## Written instruction
Count how many of the lines in the records below contain the string "handle", matching case exactly, and give only the number.

## Position annotation records

------------

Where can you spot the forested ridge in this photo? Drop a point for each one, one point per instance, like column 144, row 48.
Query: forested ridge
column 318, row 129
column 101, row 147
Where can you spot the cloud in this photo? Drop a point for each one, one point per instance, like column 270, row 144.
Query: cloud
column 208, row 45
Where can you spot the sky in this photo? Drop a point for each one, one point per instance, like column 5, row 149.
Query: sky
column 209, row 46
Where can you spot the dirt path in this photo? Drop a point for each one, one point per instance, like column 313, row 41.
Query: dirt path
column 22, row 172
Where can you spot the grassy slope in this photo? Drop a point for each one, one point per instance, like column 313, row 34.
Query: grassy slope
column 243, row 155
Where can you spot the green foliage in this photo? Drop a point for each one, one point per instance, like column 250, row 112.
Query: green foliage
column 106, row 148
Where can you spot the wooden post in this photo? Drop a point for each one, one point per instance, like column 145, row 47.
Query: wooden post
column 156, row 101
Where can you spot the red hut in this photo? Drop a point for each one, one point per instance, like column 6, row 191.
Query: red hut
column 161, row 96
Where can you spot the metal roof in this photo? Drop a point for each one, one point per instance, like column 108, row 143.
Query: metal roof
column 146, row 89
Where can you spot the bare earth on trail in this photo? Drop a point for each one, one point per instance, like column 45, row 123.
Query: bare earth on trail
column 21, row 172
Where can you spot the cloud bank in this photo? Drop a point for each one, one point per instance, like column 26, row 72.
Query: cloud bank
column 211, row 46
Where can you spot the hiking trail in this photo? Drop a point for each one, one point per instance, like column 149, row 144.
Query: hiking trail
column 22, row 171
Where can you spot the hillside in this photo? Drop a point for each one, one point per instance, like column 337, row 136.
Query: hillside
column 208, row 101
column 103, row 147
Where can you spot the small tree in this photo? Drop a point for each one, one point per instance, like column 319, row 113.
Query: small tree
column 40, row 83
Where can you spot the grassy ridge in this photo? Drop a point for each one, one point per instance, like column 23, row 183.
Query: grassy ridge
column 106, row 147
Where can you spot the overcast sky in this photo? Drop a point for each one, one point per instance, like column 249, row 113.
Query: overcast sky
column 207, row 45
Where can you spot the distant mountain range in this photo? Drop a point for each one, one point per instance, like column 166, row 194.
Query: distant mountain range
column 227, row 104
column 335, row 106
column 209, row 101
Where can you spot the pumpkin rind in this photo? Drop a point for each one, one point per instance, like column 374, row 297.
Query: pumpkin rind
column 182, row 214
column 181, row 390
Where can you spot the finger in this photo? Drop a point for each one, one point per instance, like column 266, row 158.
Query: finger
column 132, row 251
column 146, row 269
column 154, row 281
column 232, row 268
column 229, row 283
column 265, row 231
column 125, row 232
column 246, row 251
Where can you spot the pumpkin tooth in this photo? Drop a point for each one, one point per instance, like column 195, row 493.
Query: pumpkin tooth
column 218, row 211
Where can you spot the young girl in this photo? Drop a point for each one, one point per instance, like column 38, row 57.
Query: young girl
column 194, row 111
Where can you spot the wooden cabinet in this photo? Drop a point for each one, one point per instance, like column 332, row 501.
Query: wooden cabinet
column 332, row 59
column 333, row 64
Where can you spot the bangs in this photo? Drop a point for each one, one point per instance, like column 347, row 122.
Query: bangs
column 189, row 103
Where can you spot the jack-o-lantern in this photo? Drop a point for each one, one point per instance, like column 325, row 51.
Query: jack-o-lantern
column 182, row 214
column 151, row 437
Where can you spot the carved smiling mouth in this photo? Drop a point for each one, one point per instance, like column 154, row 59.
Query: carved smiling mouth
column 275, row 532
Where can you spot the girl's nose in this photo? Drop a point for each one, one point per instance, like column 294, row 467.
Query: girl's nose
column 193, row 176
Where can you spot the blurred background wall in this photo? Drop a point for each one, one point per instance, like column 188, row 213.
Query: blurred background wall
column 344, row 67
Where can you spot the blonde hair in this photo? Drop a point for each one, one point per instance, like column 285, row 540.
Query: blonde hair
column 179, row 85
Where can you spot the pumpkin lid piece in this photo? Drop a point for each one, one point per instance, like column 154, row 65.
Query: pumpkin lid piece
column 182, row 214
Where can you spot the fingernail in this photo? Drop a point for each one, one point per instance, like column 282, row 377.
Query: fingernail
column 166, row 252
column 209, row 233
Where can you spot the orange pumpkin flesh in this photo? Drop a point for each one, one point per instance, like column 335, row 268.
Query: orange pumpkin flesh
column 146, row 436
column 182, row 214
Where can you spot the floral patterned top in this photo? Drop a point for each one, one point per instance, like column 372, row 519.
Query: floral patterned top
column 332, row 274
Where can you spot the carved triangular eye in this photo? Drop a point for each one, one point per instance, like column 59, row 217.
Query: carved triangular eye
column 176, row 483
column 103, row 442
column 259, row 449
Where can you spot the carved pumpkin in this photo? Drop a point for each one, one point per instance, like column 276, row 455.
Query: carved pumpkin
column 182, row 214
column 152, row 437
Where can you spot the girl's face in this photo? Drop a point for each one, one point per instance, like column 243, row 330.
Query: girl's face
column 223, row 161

------------

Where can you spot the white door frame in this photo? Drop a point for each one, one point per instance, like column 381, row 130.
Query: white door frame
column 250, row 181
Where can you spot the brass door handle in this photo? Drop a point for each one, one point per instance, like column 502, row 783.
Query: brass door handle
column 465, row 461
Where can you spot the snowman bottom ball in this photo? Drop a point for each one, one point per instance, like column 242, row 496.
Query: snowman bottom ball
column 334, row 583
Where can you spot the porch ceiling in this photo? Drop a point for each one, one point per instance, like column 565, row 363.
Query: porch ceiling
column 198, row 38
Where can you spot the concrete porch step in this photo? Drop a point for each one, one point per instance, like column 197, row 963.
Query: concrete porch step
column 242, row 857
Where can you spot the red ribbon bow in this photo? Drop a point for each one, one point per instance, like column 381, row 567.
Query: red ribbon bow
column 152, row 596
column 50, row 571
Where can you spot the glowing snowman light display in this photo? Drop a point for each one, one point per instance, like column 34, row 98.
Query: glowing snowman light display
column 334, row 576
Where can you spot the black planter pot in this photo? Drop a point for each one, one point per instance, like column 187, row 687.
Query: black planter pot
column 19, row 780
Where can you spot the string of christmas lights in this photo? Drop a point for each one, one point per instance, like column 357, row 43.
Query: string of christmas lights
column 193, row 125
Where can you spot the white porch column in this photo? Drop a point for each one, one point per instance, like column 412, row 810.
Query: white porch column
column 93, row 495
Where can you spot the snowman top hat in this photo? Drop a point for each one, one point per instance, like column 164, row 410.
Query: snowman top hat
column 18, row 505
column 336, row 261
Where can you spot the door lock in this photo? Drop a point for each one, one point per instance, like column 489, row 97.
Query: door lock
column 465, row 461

------------

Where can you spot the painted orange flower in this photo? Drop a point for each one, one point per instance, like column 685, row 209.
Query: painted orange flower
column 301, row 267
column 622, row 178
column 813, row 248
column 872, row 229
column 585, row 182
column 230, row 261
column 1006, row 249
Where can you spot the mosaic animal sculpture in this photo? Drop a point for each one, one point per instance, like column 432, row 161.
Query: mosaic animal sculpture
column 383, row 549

------------

## Final result
2